Goal 1:
Answer these from the Human Life Protection Act page:
(a) Who introduced the bill?
(b) What class of felony does the long title assign to attempted abortion?
(c) What sentence could a doctor who performs a banned abortion receive?

Supplied passage:
Alabama State Legislature
- Long title Abortion, make abortion a Class A felony and attempted abortion a Class C felony ;
- Territorial extent: Alabama
- Signed by: Governor Kay Ivey
- Signed: May 15, 2019

Legislative history
- Introduced by: Terri Collins
- First reading: April 30, 2019 (House of Representatives)
- Second reading: May 14, 2019 (Senate)

= Human Life Protection Act =

Alabama state abortion law

The Human Life Protection Act, also known as House Bill 314 (HB 314) and the Alabama abortion ban, is an Alabama statute enacted on May 15, 2019, that imposes a near-total ban on abortion in the state. Originally set to go into effect in November 2019, a legal challenge against the bill delayed implementation until 2022. The bill was passed in both chambers of the Alabama Legislature in a party-line vote and signed by Republican governor Kay Ivey. Under the Human Life Protection Act, a doctor who performs a banned abortion in the state of Alabama is guilty of a Class A felony, and could be sentenced to life imprisonment. Several proposed amendments that would have allowed abortions in cases of rape and incest were rejected.

Data for this task:

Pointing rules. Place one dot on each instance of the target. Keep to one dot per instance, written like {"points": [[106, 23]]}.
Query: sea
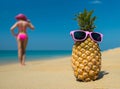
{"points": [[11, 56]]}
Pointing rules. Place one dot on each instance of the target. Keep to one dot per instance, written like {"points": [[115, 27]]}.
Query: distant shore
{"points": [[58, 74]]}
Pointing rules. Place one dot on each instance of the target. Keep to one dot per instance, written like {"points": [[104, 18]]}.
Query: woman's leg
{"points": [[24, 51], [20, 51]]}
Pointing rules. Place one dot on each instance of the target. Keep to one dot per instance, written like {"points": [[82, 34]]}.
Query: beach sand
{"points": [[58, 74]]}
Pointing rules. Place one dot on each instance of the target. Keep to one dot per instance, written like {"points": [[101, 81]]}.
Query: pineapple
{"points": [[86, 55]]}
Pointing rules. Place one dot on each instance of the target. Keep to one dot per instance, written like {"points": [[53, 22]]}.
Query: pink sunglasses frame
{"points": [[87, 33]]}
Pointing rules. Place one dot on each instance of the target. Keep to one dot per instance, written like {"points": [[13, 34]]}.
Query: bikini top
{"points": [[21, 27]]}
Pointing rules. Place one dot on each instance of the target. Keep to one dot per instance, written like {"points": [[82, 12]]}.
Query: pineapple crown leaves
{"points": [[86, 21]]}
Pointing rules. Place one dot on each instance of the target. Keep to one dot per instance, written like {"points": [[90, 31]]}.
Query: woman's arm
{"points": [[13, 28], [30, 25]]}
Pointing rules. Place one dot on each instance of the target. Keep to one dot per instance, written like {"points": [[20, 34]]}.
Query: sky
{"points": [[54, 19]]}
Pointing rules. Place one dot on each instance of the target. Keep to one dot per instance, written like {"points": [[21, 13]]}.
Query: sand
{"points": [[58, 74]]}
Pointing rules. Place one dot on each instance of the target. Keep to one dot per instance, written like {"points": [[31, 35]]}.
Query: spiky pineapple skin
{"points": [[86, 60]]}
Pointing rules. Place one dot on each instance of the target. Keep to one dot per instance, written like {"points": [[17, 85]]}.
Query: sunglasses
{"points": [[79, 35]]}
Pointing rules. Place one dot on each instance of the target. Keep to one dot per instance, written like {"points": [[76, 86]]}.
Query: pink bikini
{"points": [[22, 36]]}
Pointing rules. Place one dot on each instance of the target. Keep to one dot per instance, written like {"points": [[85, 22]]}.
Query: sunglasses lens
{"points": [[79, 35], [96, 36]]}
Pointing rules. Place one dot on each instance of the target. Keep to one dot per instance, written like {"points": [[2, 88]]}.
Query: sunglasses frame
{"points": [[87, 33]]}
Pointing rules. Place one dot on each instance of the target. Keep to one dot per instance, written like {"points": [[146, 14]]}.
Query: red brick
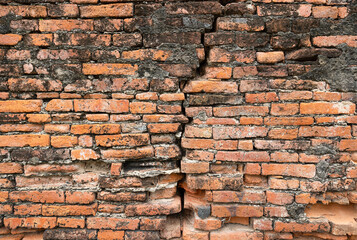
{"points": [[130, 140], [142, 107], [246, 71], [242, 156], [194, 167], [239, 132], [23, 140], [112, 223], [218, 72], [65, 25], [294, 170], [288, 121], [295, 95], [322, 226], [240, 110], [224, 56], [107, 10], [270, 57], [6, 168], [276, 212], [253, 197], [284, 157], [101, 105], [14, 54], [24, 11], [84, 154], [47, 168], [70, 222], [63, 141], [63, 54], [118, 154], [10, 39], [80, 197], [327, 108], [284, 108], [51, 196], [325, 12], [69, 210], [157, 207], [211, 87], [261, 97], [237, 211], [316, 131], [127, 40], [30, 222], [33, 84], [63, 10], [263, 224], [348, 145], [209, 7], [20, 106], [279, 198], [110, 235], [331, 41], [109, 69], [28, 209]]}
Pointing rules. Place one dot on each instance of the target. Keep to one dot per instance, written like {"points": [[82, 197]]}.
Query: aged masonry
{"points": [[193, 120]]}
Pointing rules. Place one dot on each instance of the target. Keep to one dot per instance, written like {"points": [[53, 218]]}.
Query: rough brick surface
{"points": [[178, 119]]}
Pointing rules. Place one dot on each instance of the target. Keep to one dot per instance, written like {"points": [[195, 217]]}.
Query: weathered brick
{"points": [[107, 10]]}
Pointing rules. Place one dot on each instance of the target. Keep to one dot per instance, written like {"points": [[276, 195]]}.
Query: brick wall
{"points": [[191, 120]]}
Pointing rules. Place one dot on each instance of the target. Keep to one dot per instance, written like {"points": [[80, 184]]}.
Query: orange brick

Goal 2:
Pick out every line of the records above that contains the word "pineapple", and copy each one out. Case counts.

Exercise response 1:
(a) Terri Collins
(b) A Class C felony
(c) Life imprisonment

Exercise response 2:
Query: pineapple
Query: pineapple crown leaves
Query: spiky pineapple skin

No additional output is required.